_Exercise requirements:_ Return everything from the line containing "Isolate orange pumpkin" down through the line containing "[[158, 381, 591, 810], [517, 0, 779, 399]]", copying each line verbatim, with both of those lines included.

_Stored records:_

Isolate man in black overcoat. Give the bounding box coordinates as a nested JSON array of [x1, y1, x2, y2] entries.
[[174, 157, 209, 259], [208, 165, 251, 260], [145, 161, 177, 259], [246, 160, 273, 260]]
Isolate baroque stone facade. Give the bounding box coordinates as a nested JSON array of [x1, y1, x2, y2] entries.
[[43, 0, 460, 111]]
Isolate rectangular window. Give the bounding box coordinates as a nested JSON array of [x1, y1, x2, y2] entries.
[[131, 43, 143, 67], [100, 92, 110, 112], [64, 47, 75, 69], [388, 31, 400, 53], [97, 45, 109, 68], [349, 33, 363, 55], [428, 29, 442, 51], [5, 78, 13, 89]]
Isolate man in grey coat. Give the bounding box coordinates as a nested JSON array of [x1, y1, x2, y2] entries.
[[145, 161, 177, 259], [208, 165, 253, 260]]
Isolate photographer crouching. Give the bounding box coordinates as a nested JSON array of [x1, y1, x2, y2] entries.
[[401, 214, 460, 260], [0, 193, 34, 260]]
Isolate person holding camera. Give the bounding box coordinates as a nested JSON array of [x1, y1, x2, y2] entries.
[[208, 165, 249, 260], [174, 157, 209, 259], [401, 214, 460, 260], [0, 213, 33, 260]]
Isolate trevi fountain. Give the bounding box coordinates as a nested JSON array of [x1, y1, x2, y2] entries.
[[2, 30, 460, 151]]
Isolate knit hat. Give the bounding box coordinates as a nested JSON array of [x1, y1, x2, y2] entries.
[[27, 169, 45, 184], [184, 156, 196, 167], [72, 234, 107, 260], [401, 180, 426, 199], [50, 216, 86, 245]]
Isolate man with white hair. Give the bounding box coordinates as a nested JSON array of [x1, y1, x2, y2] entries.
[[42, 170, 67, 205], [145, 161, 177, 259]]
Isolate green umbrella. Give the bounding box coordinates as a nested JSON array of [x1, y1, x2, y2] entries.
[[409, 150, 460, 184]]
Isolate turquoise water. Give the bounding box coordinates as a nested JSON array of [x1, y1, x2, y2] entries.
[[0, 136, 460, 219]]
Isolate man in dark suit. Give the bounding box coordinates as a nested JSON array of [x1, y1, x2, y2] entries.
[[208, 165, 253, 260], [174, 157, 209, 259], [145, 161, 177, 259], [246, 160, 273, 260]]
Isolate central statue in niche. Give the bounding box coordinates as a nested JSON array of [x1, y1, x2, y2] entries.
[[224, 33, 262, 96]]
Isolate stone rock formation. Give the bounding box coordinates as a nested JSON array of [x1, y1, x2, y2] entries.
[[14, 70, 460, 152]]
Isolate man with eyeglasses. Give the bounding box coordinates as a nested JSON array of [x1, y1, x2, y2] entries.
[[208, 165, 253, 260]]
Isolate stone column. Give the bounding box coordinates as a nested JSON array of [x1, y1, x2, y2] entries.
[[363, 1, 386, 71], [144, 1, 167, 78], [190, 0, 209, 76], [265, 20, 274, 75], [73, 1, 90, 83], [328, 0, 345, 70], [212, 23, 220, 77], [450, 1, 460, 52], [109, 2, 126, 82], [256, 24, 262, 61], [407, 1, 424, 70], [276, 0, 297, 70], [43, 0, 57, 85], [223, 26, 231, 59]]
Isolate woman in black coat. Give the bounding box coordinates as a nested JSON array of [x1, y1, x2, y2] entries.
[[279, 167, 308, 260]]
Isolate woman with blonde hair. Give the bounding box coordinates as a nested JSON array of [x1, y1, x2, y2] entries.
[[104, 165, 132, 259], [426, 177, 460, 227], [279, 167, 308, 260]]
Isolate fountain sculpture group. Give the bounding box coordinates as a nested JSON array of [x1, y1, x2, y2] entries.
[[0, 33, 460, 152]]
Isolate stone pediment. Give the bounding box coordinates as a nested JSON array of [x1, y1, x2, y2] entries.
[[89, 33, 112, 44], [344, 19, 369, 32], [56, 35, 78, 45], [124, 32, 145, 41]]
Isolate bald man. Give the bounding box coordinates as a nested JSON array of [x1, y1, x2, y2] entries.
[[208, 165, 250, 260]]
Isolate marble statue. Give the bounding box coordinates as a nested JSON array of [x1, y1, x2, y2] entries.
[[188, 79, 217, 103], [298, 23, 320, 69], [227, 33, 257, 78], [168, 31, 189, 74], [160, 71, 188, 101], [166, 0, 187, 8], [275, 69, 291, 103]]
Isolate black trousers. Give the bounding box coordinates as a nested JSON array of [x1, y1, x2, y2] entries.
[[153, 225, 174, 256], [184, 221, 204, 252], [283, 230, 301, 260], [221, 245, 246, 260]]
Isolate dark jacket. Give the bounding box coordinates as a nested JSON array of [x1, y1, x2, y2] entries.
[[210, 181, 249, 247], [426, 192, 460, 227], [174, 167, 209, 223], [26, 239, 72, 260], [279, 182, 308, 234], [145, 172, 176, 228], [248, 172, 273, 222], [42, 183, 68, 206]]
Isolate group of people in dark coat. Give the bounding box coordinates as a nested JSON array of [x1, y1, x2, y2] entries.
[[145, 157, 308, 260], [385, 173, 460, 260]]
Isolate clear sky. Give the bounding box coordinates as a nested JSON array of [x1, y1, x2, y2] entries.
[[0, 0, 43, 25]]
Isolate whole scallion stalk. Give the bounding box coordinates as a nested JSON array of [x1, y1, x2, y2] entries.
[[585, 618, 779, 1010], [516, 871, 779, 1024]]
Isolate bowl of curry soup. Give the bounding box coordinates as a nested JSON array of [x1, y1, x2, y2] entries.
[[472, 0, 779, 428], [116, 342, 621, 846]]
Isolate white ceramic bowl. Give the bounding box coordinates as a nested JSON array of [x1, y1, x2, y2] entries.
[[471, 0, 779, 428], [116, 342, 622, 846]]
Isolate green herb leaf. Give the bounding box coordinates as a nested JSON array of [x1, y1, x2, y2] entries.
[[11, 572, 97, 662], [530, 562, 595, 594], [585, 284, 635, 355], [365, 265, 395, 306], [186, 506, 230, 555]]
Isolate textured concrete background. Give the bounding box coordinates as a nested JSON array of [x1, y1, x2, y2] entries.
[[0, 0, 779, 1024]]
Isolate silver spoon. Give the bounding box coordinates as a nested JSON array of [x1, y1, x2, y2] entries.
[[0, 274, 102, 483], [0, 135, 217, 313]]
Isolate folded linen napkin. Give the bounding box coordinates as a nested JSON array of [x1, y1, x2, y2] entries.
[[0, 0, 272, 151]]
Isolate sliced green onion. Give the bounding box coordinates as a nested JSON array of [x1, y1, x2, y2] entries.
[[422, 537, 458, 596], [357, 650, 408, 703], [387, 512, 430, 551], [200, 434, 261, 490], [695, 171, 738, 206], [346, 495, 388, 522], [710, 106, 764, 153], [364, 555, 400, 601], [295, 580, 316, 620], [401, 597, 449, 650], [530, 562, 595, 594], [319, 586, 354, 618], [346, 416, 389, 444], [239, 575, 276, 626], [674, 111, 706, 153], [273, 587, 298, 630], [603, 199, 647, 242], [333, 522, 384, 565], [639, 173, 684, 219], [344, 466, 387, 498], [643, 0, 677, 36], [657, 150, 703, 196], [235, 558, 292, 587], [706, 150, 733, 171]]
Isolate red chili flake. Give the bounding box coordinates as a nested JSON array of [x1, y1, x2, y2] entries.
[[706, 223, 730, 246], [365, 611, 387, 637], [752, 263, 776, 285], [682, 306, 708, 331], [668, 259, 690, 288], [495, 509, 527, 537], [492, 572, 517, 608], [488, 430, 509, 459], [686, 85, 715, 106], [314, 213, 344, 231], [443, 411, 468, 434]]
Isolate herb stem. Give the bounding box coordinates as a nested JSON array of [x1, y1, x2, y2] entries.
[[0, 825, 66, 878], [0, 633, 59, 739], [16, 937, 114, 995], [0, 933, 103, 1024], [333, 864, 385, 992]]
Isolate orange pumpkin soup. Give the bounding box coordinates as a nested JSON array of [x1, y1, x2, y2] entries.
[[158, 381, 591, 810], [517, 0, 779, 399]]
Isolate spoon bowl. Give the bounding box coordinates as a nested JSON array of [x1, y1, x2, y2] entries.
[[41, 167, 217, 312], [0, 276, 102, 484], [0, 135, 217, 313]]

_The result:_
Isolate orange pumpkin soup. Give the bounding box coordinates as a nested JSON array of [x1, y1, x2, y2] entries.
[[158, 381, 591, 810], [517, 0, 779, 399]]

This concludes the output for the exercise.